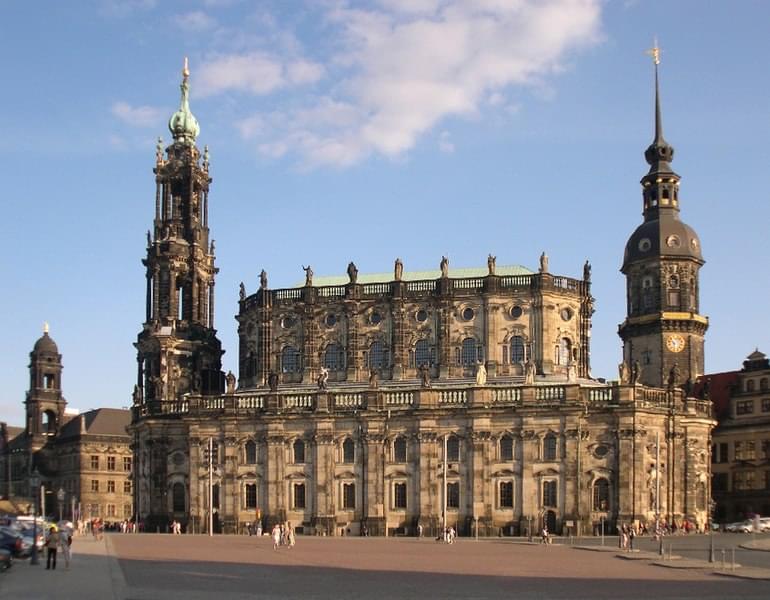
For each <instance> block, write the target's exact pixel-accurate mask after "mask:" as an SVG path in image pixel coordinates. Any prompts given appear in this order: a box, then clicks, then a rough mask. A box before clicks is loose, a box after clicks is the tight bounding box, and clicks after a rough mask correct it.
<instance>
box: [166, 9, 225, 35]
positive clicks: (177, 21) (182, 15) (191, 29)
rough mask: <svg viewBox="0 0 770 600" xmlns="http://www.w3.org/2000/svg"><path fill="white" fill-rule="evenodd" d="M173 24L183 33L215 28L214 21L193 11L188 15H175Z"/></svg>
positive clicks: (213, 18)
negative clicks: (184, 32)
mask: <svg viewBox="0 0 770 600" xmlns="http://www.w3.org/2000/svg"><path fill="white" fill-rule="evenodd" d="M174 23H175V24H176V26H177V27H179V28H180V29H183V30H184V31H193V32H198V31H205V30H207V29H211V28H213V27H214V26H216V24H217V22H216V19H214V18H212V17H210V16H209V15H207V14H206V13H205V12H203V11H200V10H195V11H192V12H189V13H184V14H181V15H176V16H175V17H174Z"/></svg>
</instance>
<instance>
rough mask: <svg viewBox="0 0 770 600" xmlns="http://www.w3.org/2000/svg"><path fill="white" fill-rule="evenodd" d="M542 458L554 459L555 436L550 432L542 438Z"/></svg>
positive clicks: (555, 447) (555, 438) (555, 437)
mask: <svg viewBox="0 0 770 600" xmlns="http://www.w3.org/2000/svg"><path fill="white" fill-rule="evenodd" d="M543 460H556V436H555V435H554V434H552V433H549V434H548V435H546V436H545V437H544V438H543Z"/></svg>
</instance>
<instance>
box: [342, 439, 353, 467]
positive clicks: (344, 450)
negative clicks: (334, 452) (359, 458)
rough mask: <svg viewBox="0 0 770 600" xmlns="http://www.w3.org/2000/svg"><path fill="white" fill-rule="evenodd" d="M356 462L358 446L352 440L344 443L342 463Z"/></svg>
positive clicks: (342, 447) (342, 446) (342, 457)
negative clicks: (356, 453) (355, 461)
mask: <svg viewBox="0 0 770 600" xmlns="http://www.w3.org/2000/svg"><path fill="white" fill-rule="evenodd" d="M355 461H356V445H355V444H354V443H353V440H351V439H350V438H345V441H344V442H342V462H344V463H353V462H355Z"/></svg>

### [Task requirements]
Copy every line of the records above word for word, omitting the pictures.

### [Answer for the task]
For each <instance> block, write the target's exact pixel-accurate mask after "mask:" as an SVG path in image pixel coordinates. Any prompts given appear in this order: a box, then clicks, then a rough mask. A box before clicks is loose, a box after clicks is the tight bounding box, and clicks after a rough mask correct it.
<instance>
box: [166, 9, 225, 35]
positive clicks: (177, 21) (182, 15) (191, 29)
rough mask: <svg viewBox="0 0 770 600" xmlns="http://www.w3.org/2000/svg"><path fill="white" fill-rule="evenodd" d="M173 24L183 33L215 28L214 21L193 11L188 15H175Z"/></svg>
positive clicks: (213, 18)
negative clicks: (184, 32)
mask: <svg viewBox="0 0 770 600" xmlns="http://www.w3.org/2000/svg"><path fill="white" fill-rule="evenodd" d="M174 23H175V24H176V26H177V27H179V28H180V29H183V30H184V31H193V32H198V31H205V30H207V29H211V28H213V27H214V26H216V24H217V22H216V19H214V18H212V17H210V16H209V15H207V14H206V13H205V12H203V11H200V10H195V11H192V12H189V13H184V14H181V15H176V16H175V17H174Z"/></svg>
</instance>
<instance>
rough mask: <svg viewBox="0 0 770 600" xmlns="http://www.w3.org/2000/svg"><path fill="white" fill-rule="evenodd" d="M542 458L554 459L555 436L550 432L542 438Z"/></svg>
positive clicks: (555, 447) (555, 438) (555, 437)
mask: <svg viewBox="0 0 770 600" xmlns="http://www.w3.org/2000/svg"><path fill="white" fill-rule="evenodd" d="M543 460H556V436H555V435H554V434H552V433H549V434H548V435H546V436H545V437H544V438H543Z"/></svg>
</instance>
<instance>
box: [342, 439, 353, 467]
positive clicks: (344, 450)
negative clicks: (334, 452) (359, 458)
rough mask: <svg viewBox="0 0 770 600" xmlns="http://www.w3.org/2000/svg"><path fill="white" fill-rule="evenodd" d="M356 462L358 446L352 440L344 443L342 463Z"/></svg>
positive clicks: (342, 447) (342, 446) (342, 457)
negative clicks: (356, 453) (355, 461)
mask: <svg viewBox="0 0 770 600" xmlns="http://www.w3.org/2000/svg"><path fill="white" fill-rule="evenodd" d="M355 461H356V445H355V444H354V443H353V440H351V439H350V438H345V441H344V442H342V462H344V463H353V462H355Z"/></svg>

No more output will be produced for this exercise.